═══ PAGE ═══

Advanced AWS S3 Bucket Metadata Manipulation

Objective

Using a Python script to analyse, modify, and optimise AWS S3 bucket metadata from a JSON file. The script should achieve the following:

Print a summary of each bucket: Name, region, size (in GB), and versioning status
Identify buckets larger than 80 GB from every region which are unused for 90+ days.
Generate a cost report: total s3 buckets cost grouped by region and department. Highlight buckets with:
- Size > 50 GB: Recommend cleanup operations.
- Size > 100 GB and not accessed in 20+ days should be added to a deletion queue.
Provide a final list of buckets to delete (from the deletion queue). For archival candidates, suggest moving to Glacier.

═══

* SET TASKS *
**1.** In the S3 metadata page, translate this sentence into Spanish: "For archival candidates, suggest moving to Glacier."
**2.** According to the S3 metadata page, where should archival candidates be moved?
**3.** From the S3 metadata page, set down the passage starting with "Print a summary" and going on through "for 90+ days.".

═══ PROVIDED MATERIAL ═══

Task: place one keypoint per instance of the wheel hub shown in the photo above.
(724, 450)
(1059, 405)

═══

* ANSWERS FOR THE EXERCISE *
**1.** Para los candidatos a archivado, sugiera moverlos a Glacier.

**2.** To Glacier.

**3.**
Print a summary of each bucket: Name, region, size (in GB), and versioning status
Identify buckets larger than 80 GB from every region which are unused for 90+ days.